▸ **Exercise aim**
In full and without change, return each entry.

▸ **Data for the task**
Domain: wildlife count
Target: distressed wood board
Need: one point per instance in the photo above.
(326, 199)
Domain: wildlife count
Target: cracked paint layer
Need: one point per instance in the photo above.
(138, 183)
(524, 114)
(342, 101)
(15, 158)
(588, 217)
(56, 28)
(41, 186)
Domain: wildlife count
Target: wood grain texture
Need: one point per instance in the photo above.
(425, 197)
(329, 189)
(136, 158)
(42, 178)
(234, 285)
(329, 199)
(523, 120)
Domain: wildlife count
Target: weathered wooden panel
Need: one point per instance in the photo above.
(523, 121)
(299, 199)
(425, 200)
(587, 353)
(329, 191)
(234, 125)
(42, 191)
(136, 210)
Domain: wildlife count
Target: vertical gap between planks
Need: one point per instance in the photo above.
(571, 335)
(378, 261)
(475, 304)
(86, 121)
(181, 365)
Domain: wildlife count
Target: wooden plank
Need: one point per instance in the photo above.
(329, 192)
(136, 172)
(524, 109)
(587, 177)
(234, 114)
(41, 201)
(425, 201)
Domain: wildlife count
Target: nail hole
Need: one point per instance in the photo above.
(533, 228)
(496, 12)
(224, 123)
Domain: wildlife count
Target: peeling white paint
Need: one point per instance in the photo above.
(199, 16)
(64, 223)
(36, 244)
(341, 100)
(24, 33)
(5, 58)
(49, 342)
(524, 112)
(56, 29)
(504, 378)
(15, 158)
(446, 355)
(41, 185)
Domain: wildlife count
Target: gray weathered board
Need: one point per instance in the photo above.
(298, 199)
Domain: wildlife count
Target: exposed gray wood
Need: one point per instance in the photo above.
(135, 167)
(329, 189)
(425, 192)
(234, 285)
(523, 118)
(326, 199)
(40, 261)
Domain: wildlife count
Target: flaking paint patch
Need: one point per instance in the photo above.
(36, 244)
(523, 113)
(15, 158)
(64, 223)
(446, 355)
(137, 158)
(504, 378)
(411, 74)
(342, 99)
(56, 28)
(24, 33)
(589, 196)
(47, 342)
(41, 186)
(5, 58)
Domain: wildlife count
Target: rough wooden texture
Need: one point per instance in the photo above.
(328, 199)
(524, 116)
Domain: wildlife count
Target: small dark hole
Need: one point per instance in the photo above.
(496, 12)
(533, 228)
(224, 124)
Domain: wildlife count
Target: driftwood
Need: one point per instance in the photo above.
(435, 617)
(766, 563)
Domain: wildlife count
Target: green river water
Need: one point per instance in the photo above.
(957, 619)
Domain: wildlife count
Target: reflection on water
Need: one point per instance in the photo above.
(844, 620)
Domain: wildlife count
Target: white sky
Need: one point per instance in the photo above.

▸ **Solution to this exercise**
Domain: wildlife count
Target: distressed wood board
Need: one point per instance in the photo above.
(326, 199)
Domain: wildlife count
Target: cracked paint layer
Need: one point per instance in the photo above.
(138, 183)
(524, 114)
(342, 101)
(15, 158)
(588, 217)
(56, 28)
(41, 186)
Domain: wildlife count
Target: wood grain texture
Need: one point per instance in the photo above.
(425, 197)
(329, 189)
(136, 158)
(42, 178)
(234, 285)
(329, 199)
(523, 120)
Domain: wildlife count
Target: weathered wooden panel
Need: one point per instance in the photo above.
(523, 121)
(299, 199)
(425, 200)
(587, 353)
(329, 191)
(234, 125)
(42, 191)
(136, 210)
Domain: wildlife count
Target: vertical gap between planks
Need: one point per instance in the photo above.
(571, 335)
(378, 261)
(475, 304)
(86, 121)
(181, 365)
Domain: wildlife count
Target: wooden plank
Need: one point per instance in the photo above.
(329, 192)
(136, 172)
(524, 109)
(587, 177)
(234, 114)
(41, 201)
(425, 201)
Domain: wildlife count
Target: nail hole
Need: one point per instance in the photo above.
(533, 228)
(496, 12)
(224, 123)
Domain: wildlife count
Target: peeling white paint
Need: one point per instance in the photo above.
(199, 16)
(64, 223)
(36, 244)
(341, 100)
(24, 33)
(5, 58)
(49, 342)
(524, 112)
(56, 29)
(504, 378)
(15, 158)
(446, 355)
(41, 185)
Domain: wildlife count
Target: gray weathered board
Need: one point per instance in the photo above.
(298, 199)
Domain: wildlife count
Target: exposed gray wood
Need: one point per instance in the photo above.
(135, 167)
(329, 189)
(425, 192)
(234, 285)
(523, 118)
(326, 199)
(40, 261)
Domain: wildlife count
Target: flaking paint patch
Need: one point per instance in the photo above.
(36, 244)
(523, 113)
(15, 158)
(64, 223)
(446, 355)
(137, 158)
(504, 378)
(411, 74)
(342, 99)
(56, 28)
(24, 33)
(589, 196)
(47, 342)
(41, 186)
(5, 58)
Domain: wildlife count
Target: rough wooden texture
Need: one point per instance in the photo above.
(328, 199)
(524, 116)
Domain: wildlife count
Target: small dark hole
Need: one point per instance in the photo above.
(496, 12)
(533, 228)
(224, 124)
Domain: wildlife count
Target: driftwood
Need: one point per instance in the photo above.
(435, 617)
(766, 563)
Domain: wildlife count
Target: green river water
Need: one point per instance in the photo above.
(957, 619)
Domain: wildlife count
Target: reflection on water
Need: one point per instance in the photo above.
(844, 620)
Domain: wildlife count
Target: white sky
Need: one point per instance in the photo above.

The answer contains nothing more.